* _Prompt_:
Put the lines of the listing below into a numbered list, from the line with "One point marks" through the end of the listing, both ends included. Leave out any blank lines.

[Collection entries]
>> START

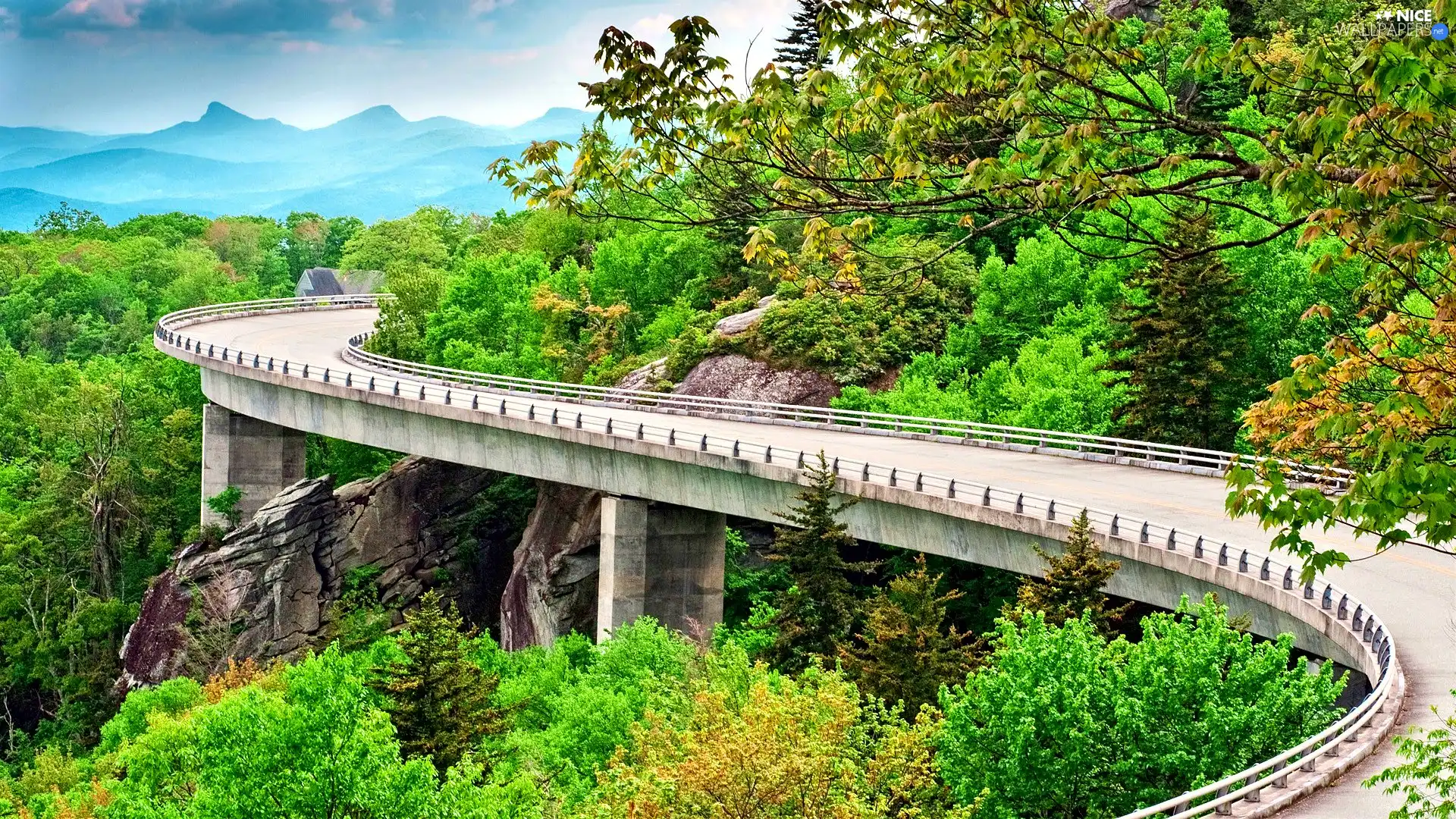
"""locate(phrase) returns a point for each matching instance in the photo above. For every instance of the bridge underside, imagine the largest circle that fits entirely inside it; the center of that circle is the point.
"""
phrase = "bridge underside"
(726, 485)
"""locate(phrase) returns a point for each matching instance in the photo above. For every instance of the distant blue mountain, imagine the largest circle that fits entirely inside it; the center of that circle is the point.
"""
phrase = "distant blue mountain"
(120, 175)
(19, 209)
(373, 165)
(220, 133)
(17, 139)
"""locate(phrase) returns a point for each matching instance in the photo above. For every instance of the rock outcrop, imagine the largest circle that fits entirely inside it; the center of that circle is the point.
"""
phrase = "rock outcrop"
(746, 379)
(740, 322)
(552, 589)
(267, 589)
(645, 378)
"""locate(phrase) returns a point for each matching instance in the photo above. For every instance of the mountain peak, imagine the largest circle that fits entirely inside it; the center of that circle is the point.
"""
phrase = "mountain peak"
(218, 112)
(381, 114)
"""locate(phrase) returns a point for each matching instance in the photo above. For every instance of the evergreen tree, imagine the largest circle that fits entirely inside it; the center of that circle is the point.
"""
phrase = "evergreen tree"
(906, 651)
(1180, 346)
(816, 615)
(800, 52)
(1074, 582)
(440, 701)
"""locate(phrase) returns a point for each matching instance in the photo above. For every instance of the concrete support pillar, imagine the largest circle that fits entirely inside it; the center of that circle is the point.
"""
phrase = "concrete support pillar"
(660, 560)
(253, 455)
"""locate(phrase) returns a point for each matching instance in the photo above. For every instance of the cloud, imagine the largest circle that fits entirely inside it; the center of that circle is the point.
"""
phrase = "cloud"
(302, 47)
(346, 20)
(405, 20)
(115, 14)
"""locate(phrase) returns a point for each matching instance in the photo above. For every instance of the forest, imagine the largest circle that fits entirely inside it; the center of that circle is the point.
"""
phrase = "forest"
(1222, 226)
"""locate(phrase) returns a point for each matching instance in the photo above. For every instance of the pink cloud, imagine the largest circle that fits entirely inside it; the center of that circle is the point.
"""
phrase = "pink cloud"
(121, 14)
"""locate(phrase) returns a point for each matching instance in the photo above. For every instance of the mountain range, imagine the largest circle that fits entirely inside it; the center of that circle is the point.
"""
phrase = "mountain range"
(372, 165)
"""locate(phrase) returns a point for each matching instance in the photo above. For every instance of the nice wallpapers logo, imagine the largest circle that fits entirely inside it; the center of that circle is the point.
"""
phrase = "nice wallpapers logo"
(1394, 24)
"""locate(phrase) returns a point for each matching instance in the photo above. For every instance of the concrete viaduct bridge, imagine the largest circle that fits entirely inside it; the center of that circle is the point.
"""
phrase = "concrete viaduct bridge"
(674, 466)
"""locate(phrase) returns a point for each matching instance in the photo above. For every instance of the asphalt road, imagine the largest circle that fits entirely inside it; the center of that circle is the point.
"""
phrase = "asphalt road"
(1411, 591)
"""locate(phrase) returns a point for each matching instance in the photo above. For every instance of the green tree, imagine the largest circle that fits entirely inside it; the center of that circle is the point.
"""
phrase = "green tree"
(1062, 722)
(1180, 346)
(1074, 582)
(817, 614)
(438, 698)
(226, 503)
(801, 50)
(1424, 776)
(906, 651)
(316, 745)
(71, 221)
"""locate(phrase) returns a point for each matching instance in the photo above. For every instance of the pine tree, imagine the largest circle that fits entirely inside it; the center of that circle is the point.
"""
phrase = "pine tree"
(816, 615)
(906, 651)
(800, 52)
(1074, 582)
(1180, 347)
(438, 700)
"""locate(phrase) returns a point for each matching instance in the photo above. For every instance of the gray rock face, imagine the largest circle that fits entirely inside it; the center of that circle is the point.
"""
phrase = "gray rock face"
(270, 585)
(552, 589)
(740, 322)
(746, 379)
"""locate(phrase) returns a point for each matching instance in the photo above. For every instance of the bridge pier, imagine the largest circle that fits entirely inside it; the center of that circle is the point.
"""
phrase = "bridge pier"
(660, 560)
(258, 458)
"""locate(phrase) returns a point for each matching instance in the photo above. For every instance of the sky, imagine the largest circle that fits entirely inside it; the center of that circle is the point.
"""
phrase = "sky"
(128, 66)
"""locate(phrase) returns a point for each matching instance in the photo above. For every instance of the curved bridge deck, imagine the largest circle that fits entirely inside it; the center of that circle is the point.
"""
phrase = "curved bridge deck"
(1411, 592)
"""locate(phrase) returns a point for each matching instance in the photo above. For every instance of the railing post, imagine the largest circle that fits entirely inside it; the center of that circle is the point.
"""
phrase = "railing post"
(1223, 808)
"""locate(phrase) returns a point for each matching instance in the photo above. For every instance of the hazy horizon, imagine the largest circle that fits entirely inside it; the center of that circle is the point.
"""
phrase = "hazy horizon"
(111, 67)
(264, 115)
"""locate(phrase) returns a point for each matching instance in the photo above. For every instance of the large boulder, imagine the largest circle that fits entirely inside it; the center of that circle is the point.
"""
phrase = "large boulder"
(552, 589)
(746, 379)
(267, 589)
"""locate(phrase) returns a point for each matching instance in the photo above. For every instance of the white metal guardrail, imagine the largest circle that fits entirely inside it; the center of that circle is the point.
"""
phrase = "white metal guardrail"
(494, 395)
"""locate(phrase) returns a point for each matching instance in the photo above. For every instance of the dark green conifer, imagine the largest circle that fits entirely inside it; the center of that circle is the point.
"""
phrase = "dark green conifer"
(1074, 582)
(817, 614)
(438, 700)
(906, 651)
(1181, 343)
(800, 50)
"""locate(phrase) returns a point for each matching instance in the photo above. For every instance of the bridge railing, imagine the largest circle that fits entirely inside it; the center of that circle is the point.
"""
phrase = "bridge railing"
(542, 406)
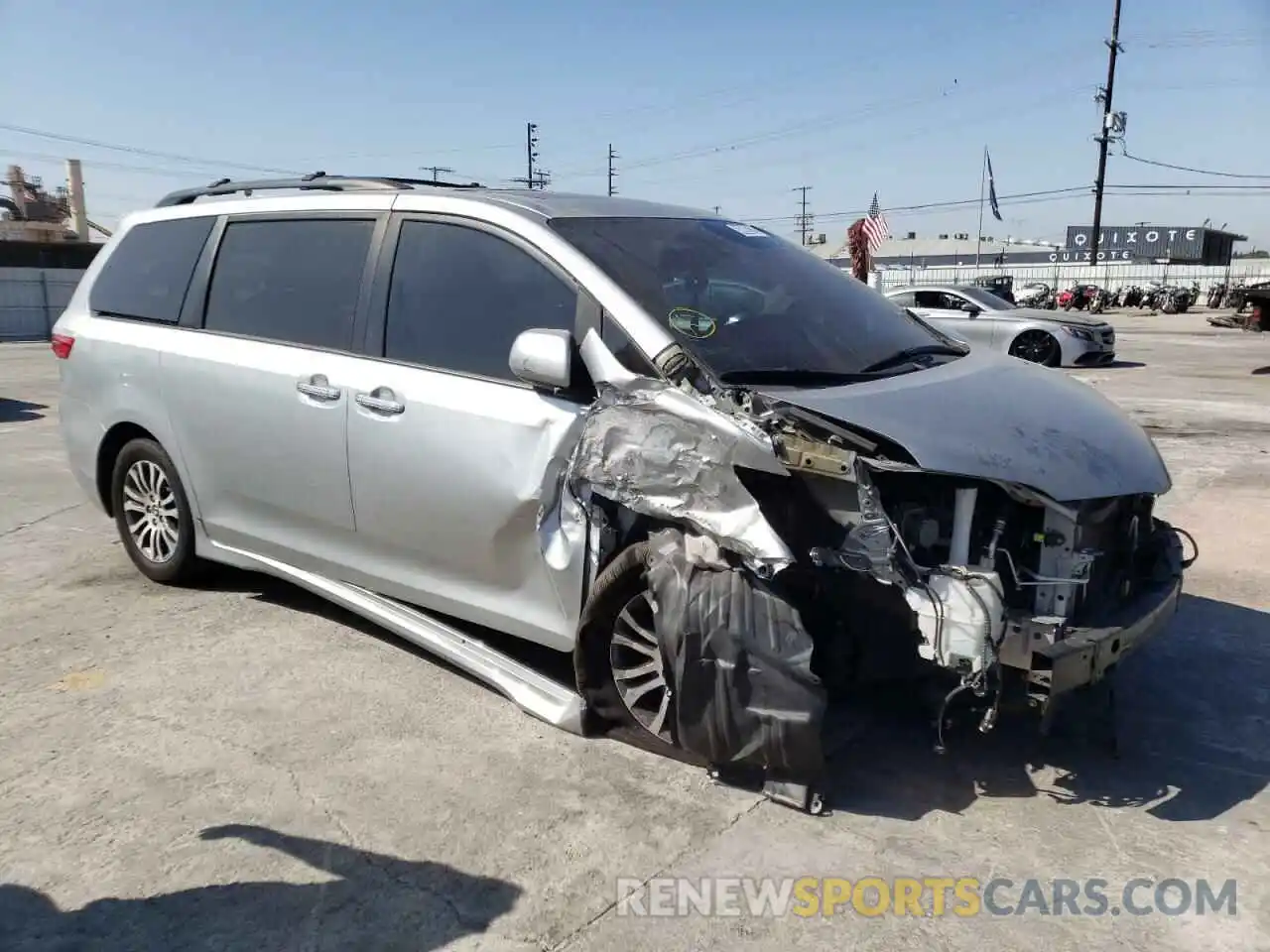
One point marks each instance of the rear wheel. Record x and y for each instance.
(153, 513)
(1037, 345)
(624, 673)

>> END

* _Result for this exercise_:
1. One point marks each instance of the rear wheel. Record x and y for each instance.
2. (153, 513)
3. (1037, 345)
4. (624, 673)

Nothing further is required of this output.